What the exercise asks ▸ Put the lines between the one holding "Pick-planner input: for every instance of the player in" and the one holding "point(79, 313)", inclusive, into a JSON list of strings with one string per line and blank lines left out. Leave the pictures out of the list.

>> begin

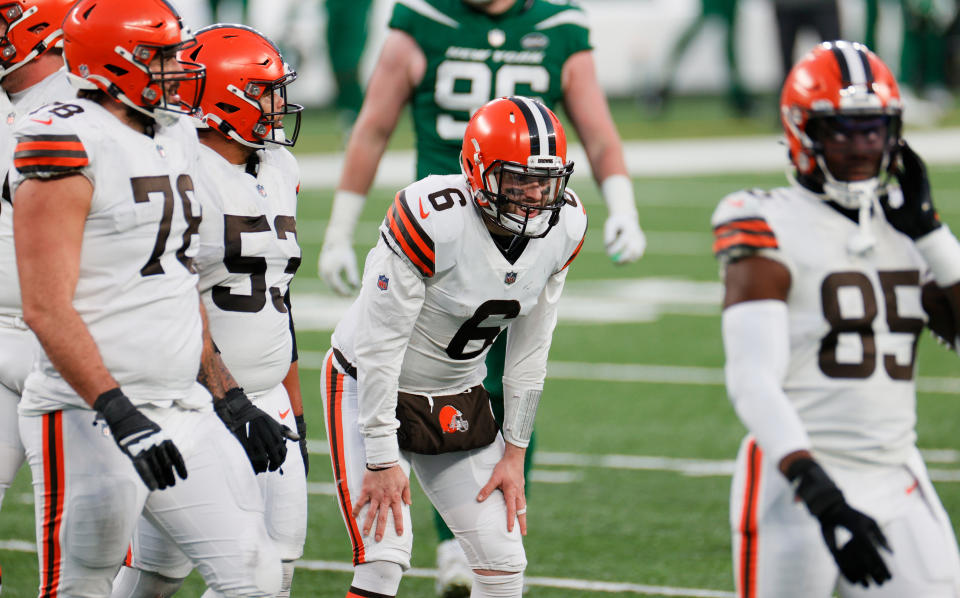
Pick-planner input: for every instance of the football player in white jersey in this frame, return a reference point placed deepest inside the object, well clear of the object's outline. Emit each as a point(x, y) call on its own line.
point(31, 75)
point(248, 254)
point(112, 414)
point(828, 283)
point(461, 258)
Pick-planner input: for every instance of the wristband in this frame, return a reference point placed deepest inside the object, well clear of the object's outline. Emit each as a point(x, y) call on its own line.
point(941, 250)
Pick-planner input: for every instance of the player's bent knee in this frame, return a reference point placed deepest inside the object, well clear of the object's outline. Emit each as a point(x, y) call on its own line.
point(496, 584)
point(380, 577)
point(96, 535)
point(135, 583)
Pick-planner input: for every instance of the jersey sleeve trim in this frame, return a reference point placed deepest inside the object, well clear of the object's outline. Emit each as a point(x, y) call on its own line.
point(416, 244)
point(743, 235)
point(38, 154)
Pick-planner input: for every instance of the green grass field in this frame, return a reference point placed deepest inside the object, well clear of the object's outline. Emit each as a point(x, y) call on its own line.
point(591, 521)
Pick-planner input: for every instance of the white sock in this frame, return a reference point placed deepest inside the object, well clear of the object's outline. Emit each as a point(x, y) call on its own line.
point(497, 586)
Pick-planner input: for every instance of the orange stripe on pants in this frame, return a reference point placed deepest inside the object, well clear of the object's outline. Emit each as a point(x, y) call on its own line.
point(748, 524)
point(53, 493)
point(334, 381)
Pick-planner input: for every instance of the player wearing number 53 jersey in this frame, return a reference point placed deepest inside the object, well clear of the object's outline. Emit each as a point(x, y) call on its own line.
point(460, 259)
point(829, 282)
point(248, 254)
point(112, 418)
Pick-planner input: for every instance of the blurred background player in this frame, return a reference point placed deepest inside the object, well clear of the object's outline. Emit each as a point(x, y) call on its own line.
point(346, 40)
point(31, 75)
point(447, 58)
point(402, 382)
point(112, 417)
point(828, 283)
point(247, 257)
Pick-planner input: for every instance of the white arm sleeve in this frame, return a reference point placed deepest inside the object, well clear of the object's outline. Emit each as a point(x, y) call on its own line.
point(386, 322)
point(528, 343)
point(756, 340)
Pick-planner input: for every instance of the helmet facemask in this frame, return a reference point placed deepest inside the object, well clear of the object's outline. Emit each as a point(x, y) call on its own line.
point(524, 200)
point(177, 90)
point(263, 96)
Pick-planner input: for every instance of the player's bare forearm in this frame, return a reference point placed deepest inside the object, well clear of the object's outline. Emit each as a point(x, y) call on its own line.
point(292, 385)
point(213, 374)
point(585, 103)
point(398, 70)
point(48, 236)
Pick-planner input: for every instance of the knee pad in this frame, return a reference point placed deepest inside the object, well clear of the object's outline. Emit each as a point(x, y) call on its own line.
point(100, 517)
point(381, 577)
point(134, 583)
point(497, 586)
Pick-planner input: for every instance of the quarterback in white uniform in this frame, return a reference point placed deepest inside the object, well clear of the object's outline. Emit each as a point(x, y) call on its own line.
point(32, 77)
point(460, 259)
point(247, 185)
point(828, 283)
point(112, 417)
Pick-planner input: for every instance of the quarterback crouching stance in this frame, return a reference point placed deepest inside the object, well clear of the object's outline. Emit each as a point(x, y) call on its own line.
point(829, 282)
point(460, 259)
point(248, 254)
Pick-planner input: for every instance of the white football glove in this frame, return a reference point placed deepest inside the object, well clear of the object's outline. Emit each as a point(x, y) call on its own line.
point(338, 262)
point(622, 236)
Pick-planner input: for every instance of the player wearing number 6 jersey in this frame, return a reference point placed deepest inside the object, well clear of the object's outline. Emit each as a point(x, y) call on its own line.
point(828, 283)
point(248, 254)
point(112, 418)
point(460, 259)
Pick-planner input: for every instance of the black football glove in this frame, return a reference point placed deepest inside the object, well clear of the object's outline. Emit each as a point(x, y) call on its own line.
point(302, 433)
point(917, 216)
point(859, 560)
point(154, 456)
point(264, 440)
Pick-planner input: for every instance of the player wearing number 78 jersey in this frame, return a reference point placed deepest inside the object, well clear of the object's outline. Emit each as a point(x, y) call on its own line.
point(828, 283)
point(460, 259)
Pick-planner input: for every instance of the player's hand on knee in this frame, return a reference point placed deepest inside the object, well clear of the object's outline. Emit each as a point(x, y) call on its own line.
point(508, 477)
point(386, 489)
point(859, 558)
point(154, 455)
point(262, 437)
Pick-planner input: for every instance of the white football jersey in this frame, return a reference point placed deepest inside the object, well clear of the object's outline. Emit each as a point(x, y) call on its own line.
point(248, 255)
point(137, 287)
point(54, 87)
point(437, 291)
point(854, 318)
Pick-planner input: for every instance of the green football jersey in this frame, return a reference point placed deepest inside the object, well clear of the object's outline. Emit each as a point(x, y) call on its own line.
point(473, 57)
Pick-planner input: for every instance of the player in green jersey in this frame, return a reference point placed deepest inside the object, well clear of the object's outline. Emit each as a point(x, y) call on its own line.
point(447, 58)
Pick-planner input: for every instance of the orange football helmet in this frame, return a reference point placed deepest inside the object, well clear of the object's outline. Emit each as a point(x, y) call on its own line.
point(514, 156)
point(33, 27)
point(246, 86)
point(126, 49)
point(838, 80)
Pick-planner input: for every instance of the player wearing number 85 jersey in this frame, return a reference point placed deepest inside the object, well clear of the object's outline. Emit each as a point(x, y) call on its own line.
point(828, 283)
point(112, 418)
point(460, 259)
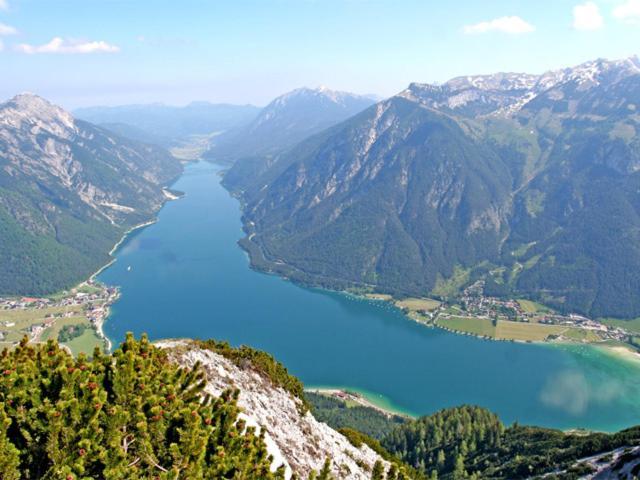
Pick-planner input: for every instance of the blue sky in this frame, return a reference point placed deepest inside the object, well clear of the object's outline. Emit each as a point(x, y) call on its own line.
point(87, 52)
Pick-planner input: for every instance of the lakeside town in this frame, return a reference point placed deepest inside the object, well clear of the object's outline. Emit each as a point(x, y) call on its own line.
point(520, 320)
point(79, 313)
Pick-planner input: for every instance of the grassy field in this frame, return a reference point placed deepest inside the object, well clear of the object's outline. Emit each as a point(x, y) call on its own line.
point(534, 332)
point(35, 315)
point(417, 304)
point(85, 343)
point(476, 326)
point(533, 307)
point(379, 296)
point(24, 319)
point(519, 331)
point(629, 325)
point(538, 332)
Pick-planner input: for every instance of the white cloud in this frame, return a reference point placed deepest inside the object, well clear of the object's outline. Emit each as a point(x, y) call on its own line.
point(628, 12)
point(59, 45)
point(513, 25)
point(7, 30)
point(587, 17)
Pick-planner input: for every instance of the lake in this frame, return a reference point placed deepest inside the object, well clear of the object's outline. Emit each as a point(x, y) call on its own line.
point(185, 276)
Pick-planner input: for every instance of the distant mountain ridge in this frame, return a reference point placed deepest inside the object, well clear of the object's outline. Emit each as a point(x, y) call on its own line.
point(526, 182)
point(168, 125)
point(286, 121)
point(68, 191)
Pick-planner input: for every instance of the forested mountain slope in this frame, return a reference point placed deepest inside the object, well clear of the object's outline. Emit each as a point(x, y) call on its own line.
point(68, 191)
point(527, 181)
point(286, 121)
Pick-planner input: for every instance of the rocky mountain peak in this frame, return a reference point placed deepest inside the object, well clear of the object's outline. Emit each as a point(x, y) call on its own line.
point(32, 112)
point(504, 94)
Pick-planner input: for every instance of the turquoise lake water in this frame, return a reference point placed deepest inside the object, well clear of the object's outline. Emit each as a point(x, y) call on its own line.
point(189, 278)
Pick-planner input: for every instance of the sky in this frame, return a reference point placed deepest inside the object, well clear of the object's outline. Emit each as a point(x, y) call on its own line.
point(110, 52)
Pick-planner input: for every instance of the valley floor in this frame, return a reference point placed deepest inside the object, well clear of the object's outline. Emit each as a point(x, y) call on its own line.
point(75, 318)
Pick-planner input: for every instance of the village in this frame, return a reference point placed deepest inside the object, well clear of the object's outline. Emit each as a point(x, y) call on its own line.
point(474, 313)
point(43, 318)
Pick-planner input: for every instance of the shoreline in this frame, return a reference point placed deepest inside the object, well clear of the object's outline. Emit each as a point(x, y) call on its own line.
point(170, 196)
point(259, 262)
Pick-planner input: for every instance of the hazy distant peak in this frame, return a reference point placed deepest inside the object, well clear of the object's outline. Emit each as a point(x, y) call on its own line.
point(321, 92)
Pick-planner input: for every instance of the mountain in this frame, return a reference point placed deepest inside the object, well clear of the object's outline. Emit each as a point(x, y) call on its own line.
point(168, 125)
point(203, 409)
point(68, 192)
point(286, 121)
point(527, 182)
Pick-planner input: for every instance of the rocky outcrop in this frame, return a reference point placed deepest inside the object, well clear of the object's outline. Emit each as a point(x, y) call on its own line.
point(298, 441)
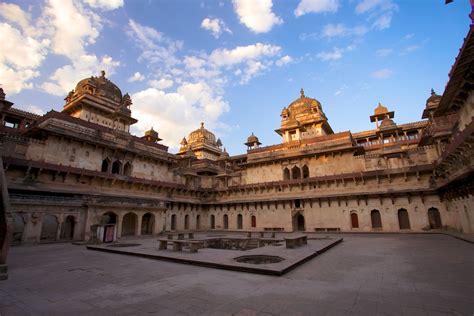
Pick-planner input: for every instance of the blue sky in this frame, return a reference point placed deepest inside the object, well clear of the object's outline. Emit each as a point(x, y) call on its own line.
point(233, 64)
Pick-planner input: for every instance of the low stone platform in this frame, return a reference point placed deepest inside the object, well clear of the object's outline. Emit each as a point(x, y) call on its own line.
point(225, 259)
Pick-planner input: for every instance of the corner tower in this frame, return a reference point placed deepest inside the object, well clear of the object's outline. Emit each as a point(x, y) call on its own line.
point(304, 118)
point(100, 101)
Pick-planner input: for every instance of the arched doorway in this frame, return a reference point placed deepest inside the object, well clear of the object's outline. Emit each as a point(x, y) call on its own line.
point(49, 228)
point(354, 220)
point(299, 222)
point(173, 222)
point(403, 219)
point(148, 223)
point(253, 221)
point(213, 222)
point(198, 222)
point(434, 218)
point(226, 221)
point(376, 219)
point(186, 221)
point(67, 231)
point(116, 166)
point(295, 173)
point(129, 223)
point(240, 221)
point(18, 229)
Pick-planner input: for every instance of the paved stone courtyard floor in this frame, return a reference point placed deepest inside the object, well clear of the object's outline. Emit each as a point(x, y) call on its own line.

>> end
>> begin

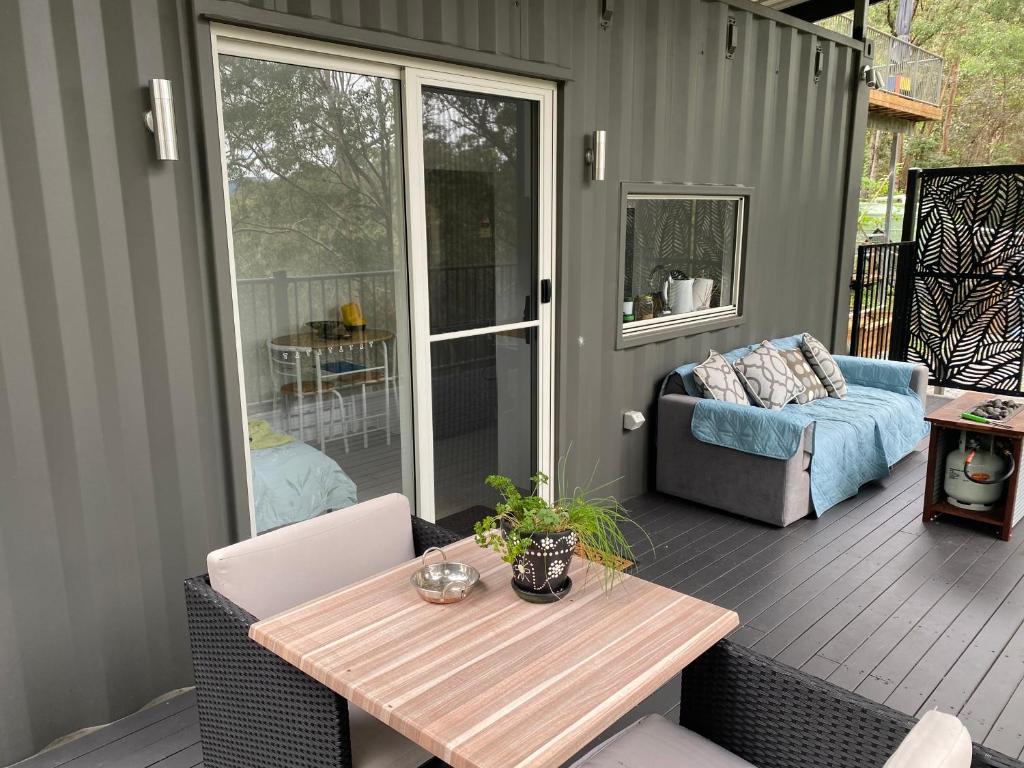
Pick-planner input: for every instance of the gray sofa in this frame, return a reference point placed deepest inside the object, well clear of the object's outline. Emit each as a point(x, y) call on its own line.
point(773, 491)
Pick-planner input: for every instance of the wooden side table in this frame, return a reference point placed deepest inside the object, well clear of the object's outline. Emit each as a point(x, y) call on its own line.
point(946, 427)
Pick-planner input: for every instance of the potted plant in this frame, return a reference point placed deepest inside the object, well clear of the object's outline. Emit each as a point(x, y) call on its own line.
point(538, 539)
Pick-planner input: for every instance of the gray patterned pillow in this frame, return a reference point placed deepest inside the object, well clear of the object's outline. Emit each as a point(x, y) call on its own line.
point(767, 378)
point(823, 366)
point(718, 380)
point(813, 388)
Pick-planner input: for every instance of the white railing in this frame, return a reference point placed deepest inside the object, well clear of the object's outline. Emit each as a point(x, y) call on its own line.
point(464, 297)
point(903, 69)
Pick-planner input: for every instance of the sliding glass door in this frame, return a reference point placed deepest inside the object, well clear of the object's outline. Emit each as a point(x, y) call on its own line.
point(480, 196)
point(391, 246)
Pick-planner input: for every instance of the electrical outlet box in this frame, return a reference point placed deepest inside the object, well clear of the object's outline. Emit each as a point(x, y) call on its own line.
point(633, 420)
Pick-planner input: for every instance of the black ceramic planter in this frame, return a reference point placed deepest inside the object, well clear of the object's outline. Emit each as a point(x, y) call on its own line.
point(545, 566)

>> end

Solution to this problem ▸
[
  "Pick-planner input: for every instance of the player in green jersey in this frame, return a reference point placed deepest inside the object, well clear of the object's outline. Emit each as a point(x, y) call on its own line.",
  "point(447, 58)",
  "Pick-planner input: for every instance of the orange football helmet in this frame, return a reference point placed deepest inside the object, well clear of the object's outline. Emit each as a point(x, y) call on its own line.",
  "point(514, 156)",
  "point(33, 27)",
  "point(246, 86)",
  "point(126, 49)",
  "point(838, 80)",
  "Pick-planner input: for every instance of the player wearing number 85 jersey in this frame, return a reference point placed deepest inside the object, well clear of the object's outline. Emit each as a point(x, y) call on its own line.",
  "point(828, 283)",
  "point(112, 418)",
  "point(460, 259)",
  "Pick-planner input: for every instance of the blue sky in this frame, return a reference point placed deepest inside the object, well clear of the object's outline. Emit each as a point(x, y) call on its own line.",
  "point(87, 52)",
  "Pick-planner input: for every instance of the lakeside town in this frame, return a reference point placed deepest inside the object, well clear of the object's outline. Emit each as a point(x, y) call on its own line.",
  "point(520, 320)",
  "point(79, 313)"
]